**GIVEN EXERCISE**
Reproduce all of the items below word for word, but leave out the pictures.

**INFORMATION PROVIDED**
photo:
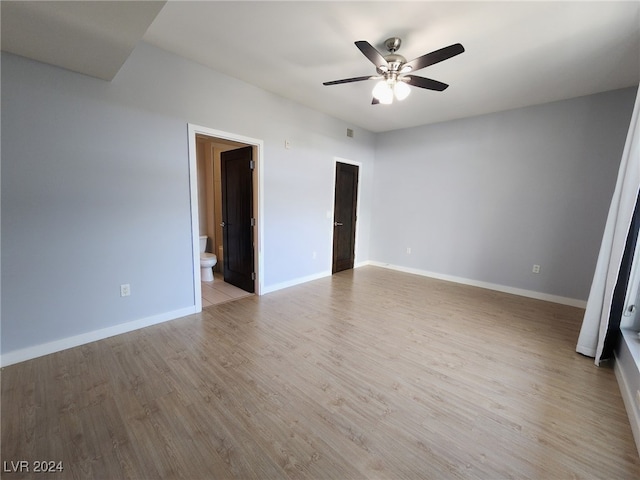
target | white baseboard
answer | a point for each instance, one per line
(491, 286)
(28, 353)
(295, 281)
(628, 400)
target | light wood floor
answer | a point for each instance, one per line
(368, 374)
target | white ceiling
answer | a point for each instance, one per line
(517, 53)
(94, 38)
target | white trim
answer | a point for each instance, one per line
(573, 302)
(64, 343)
(333, 206)
(297, 281)
(258, 145)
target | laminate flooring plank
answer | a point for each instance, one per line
(370, 373)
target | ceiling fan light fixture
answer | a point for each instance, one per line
(401, 90)
(383, 92)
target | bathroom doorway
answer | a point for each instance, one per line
(211, 204)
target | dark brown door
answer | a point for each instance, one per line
(237, 217)
(344, 220)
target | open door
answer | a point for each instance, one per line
(344, 219)
(237, 217)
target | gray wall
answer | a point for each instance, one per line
(486, 198)
(95, 189)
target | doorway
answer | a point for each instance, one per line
(208, 217)
(345, 216)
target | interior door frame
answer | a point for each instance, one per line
(258, 179)
(337, 160)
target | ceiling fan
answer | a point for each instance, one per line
(393, 70)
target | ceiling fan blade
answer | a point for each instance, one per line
(372, 54)
(434, 57)
(425, 83)
(349, 80)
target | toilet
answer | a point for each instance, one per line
(207, 261)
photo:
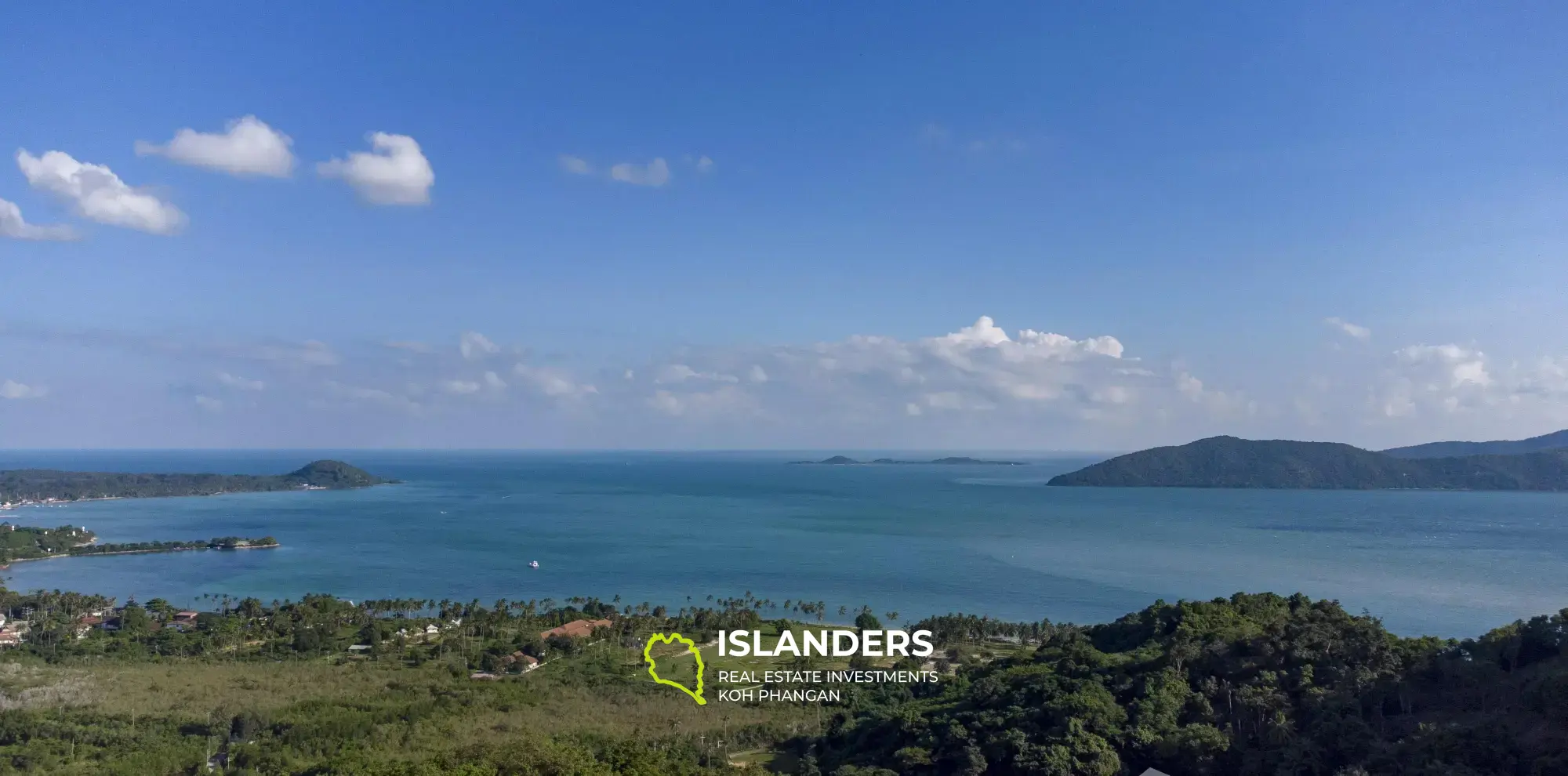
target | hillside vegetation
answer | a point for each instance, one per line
(1227, 462)
(1255, 684)
(38, 485)
(1536, 444)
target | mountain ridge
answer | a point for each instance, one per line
(1536, 444)
(1227, 462)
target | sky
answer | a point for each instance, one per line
(1012, 227)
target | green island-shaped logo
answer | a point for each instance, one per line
(653, 669)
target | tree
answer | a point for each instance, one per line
(134, 620)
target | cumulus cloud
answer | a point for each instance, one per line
(1351, 330)
(247, 147)
(655, 173)
(18, 391)
(12, 225)
(98, 194)
(410, 346)
(394, 173)
(241, 383)
(476, 346)
(1446, 379)
(311, 354)
(553, 382)
(460, 386)
(371, 396)
(975, 371)
(681, 374)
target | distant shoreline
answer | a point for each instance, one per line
(140, 553)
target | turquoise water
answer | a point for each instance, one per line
(916, 540)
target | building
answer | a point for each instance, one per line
(521, 662)
(579, 629)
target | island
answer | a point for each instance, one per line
(1227, 462)
(1536, 444)
(35, 487)
(21, 543)
(841, 460)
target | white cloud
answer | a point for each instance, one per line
(98, 194)
(460, 386)
(551, 382)
(681, 374)
(979, 369)
(1457, 366)
(1362, 333)
(18, 391)
(371, 396)
(311, 354)
(935, 134)
(653, 175)
(394, 173)
(12, 225)
(476, 346)
(408, 346)
(247, 147)
(241, 383)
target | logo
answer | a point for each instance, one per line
(653, 667)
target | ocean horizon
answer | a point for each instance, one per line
(916, 540)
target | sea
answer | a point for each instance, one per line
(678, 529)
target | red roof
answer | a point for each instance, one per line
(579, 629)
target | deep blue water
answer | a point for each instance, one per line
(916, 540)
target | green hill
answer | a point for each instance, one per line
(38, 485)
(1536, 444)
(1227, 462)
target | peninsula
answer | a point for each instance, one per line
(34, 487)
(1536, 444)
(841, 460)
(20, 543)
(1227, 462)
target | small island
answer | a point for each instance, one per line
(43, 487)
(21, 543)
(841, 460)
(1227, 462)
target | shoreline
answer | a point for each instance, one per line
(7, 565)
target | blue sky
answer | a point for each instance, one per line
(1318, 220)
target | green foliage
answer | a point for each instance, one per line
(1555, 441)
(1227, 462)
(1247, 686)
(29, 543)
(38, 485)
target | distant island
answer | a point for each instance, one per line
(20, 543)
(1536, 444)
(31, 487)
(1227, 462)
(841, 460)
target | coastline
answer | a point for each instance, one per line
(142, 553)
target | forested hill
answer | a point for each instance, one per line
(1244, 686)
(1536, 444)
(1227, 462)
(38, 485)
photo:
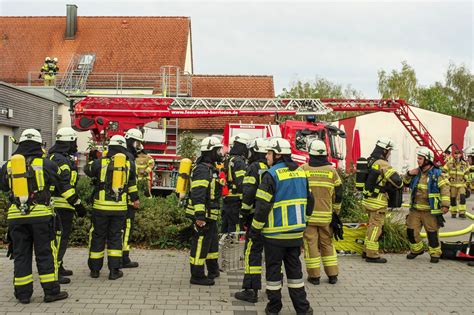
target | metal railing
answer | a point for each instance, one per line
(165, 83)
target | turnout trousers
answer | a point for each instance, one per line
(128, 225)
(318, 248)
(457, 193)
(204, 250)
(230, 215)
(290, 256)
(374, 230)
(106, 229)
(66, 217)
(42, 238)
(253, 263)
(415, 221)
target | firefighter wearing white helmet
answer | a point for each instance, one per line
(63, 153)
(114, 188)
(30, 217)
(283, 201)
(203, 208)
(457, 170)
(134, 142)
(48, 71)
(326, 186)
(429, 200)
(235, 166)
(252, 282)
(381, 178)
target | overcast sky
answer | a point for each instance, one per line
(345, 42)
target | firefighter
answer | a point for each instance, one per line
(116, 184)
(381, 177)
(49, 71)
(27, 177)
(429, 201)
(62, 153)
(253, 248)
(203, 208)
(134, 139)
(145, 164)
(326, 186)
(235, 169)
(458, 173)
(283, 200)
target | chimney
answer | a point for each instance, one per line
(71, 21)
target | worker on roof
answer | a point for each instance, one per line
(28, 178)
(429, 200)
(115, 178)
(253, 248)
(381, 177)
(457, 170)
(326, 186)
(235, 167)
(203, 208)
(49, 70)
(63, 153)
(134, 140)
(283, 201)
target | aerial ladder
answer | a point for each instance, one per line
(105, 116)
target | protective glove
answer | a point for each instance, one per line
(337, 227)
(80, 210)
(440, 220)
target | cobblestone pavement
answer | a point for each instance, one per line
(161, 286)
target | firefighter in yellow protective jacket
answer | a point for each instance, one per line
(203, 208)
(380, 178)
(28, 177)
(428, 202)
(326, 186)
(145, 164)
(458, 172)
(115, 178)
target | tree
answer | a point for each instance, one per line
(460, 86)
(188, 146)
(398, 84)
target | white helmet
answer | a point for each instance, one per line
(385, 143)
(317, 147)
(279, 146)
(210, 143)
(118, 140)
(66, 134)
(31, 135)
(258, 145)
(426, 153)
(134, 133)
(241, 138)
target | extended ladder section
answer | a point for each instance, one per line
(403, 112)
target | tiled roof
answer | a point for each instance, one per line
(229, 86)
(121, 44)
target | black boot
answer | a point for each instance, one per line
(434, 260)
(65, 272)
(64, 280)
(213, 275)
(411, 255)
(201, 281)
(314, 281)
(247, 295)
(378, 260)
(115, 274)
(332, 279)
(130, 264)
(51, 298)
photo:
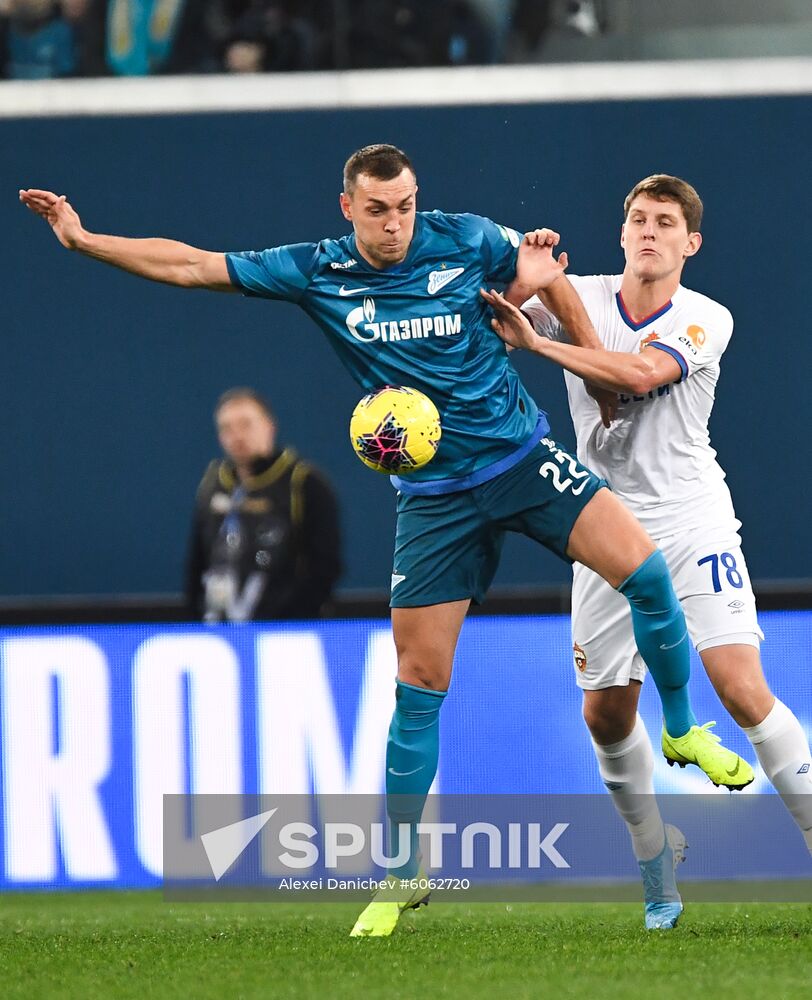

**TASK ANSWER**
photo:
target | white baseboard
answer | a point for each instance, one per line
(491, 286)
(28, 353)
(295, 281)
(628, 400)
target | light wood floor
answer | a point for each instance, one per line
(368, 374)
target | white ceiling
answer | a point for each instance, one per line
(517, 53)
(94, 38)
target | white trim
answer | a point for each instance, one per line
(573, 302)
(64, 343)
(333, 206)
(297, 281)
(258, 145)
target | laminate flooring plank
answer | a point for each instance, one per line
(370, 373)
target | ceiling fan light fixture
answer | a point for each instance, one per line
(401, 90)
(383, 92)
target | bathroom doorway
answer | a point for each instance, one per line
(211, 204)
target | dark brown door
answer | a point for each instance, one per line
(237, 217)
(344, 220)
target | open door
answer | a point for each instance, one per line
(344, 219)
(237, 217)
target | gray wall
answer | a point for each instance, one per line
(486, 198)
(95, 189)
target | doorway
answer | a point for each instance, one per line
(208, 217)
(345, 216)
target | interior door frame
answer | a point for each instance, one per line
(258, 179)
(337, 160)
target | ceiling fan
answer | a point for each instance, one per line
(393, 70)
target | ceiling fan blade
answer | a point for each instance, one per line
(372, 54)
(434, 57)
(425, 83)
(349, 80)
target | toilet
answer | a point for each instance, one per line
(207, 261)
photo:
target | hillside vegetation
answer | a point for each instance, one per line
(1227, 462)
(1255, 684)
(38, 485)
(1536, 444)
target | mountain ridge
answer | a point for each instance, one per line
(1536, 444)
(1227, 462)
target | sky
answer | a point for each instance, one per line
(1012, 227)
target | green island-shaped logo
answer | a point for each instance, one per line
(653, 669)
target | tree
answer | a point for each instance, one per line
(134, 620)
target | cumulus cloud
answer | a point for each instance, one per line
(1351, 330)
(247, 147)
(655, 173)
(18, 391)
(12, 225)
(98, 194)
(410, 346)
(394, 173)
(241, 383)
(476, 346)
(1446, 379)
(311, 354)
(553, 382)
(460, 386)
(371, 396)
(975, 371)
(681, 374)
target | distant shoreline
answer | a point for each instance, one per line
(140, 553)
target | turquoise water
answer | a point for each instance, one per line
(916, 540)
target | building
answer | a point for each instance, one per line
(521, 662)
(579, 629)
target | island
answer | a point for each instance, one per line
(1227, 462)
(1536, 444)
(35, 487)
(21, 543)
(841, 460)
target | white cloud
answer | a point for each instance, one per line
(98, 194)
(460, 386)
(551, 382)
(681, 374)
(979, 369)
(1457, 366)
(1362, 333)
(18, 391)
(371, 396)
(311, 354)
(935, 134)
(653, 175)
(394, 173)
(12, 225)
(476, 346)
(408, 346)
(247, 147)
(241, 383)
target | logo
answer | a point for each instance, one per line
(653, 667)
target | ocean horizon
answer | a point for each instance, one per line
(916, 540)
target | sea
answer | a point for each instance, one per line
(678, 529)
target | red roof
answer | a point for each instance, one per line
(579, 629)
target | deep blue water
answer | a point for each instance, one per line
(916, 540)
target | green hill
answer | a point for each instance, one per line
(38, 485)
(1536, 444)
(1227, 462)
target | peninsula
answer | a point for each instance, one per line
(34, 487)
(1536, 444)
(841, 460)
(20, 543)
(1227, 462)
target | small island
answer | a point for each instance, one per line
(43, 487)
(21, 543)
(841, 460)
(1227, 462)
target | shoreline
answer | a point for each instance, one per line
(7, 565)
target | blue sky
answer | a point for each instance, one per line
(1318, 220)
target | green foliage
answer | a point for each instance, one per line
(1555, 441)
(1227, 462)
(1247, 686)
(29, 543)
(38, 485)
target | distant island
answer | a point for each instance, one per line
(20, 543)
(1536, 444)
(31, 487)
(1227, 462)
(841, 460)
target | coastline
answer | a point for each instance, one per line
(142, 553)
target | forested hill
answer | a point for each instance, one per line
(1244, 686)
(1536, 444)
(1227, 462)
(38, 485)
photo:
target | metal railing
answer | a point for each instance, one per line
(165, 83)
target | turnout trousers
answer | a point for each instance, one per line
(128, 225)
(318, 248)
(457, 193)
(204, 250)
(230, 215)
(290, 256)
(374, 230)
(106, 229)
(66, 217)
(42, 238)
(253, 263)
(415, 221)
target | firefighter wearing white helmet
answer | a point for each instance, one per line
(63, 153)
(114, 188)
(30, 217)
(283, 201)
(203, 208)
(457, 170)
(134, 142)
(48, 71)
(326, 186)
(429, 200)
(235, 166)
(252, 282)
(381, 178)
target | overcast sky
answer | a point for each instance, one per line
(345, 42)
target | firefighter
answer | a point for each instance, one per line
(116, 184)
(381, 177)
(49, 71)
(27, 177)
(429, 201)
(62, 153)
(253, 248)
(203, 208)
(134, 139)
(145, 164)
(326, 186)
(235, 169)
(458, 173)
(283, 200)
target | chimney
answer | a point for each instance, one per line
(71, 21)
target | worker on roof
answer | a point for each instance, one per line
(28, 178)
(429, 200)
(115, 178)
(253, 248)
(381, 177)
(457, 170)
(326, 186)
(235, 167)
(203, 208)
(49, 70)
(63, 153)
(134, 140)
(283, 201)
target | aerial ladder
answer | a point for each instance, one per line
(105, 116)
target | protective glove
answer | a point for each instance, one per line
(337, 227)
(80, 210)
(440, 220)
target | cobblestone pavement
answer | a point for each instance, one per line
(161, 286)
target | firefighter in yellow protective jacket
answer | a point for each instance, one per line
(203, 208)
(380, 178)
(28, 177)
(428, 202)
(326, 186)
(145, 164)
(458, 172)
(115, 178)
target | tree
answer | a point for each instance, one per line
(460, 86)
(188, 146)
(398, 84)
target | white helmet
answer | a point for each instance, one per line
(385, 143)
(317, 147)
(279, 146)
(210, 143)
(118, 140)
(66, 134)
(31, 135)
(258, 145)
(426, 153)
(134, 133)
(241, 138)
target | extended ladder section
answer | a point for each instance, one per line
(403, 112)
target | tiled roof
answer | a point for each instance, one per line
(229, 86)
(121, 44)
target | black boot
answer | a point for each instance, one per line
(434, 260)
(65, 272)
(64, 280)
(213, 275)
(411, 255)
(201, 281)
(314, 281)
(247, 295)
(378, 260)
(115, 274)
(332, 279)
(130, 264)
(51, 298)
photo:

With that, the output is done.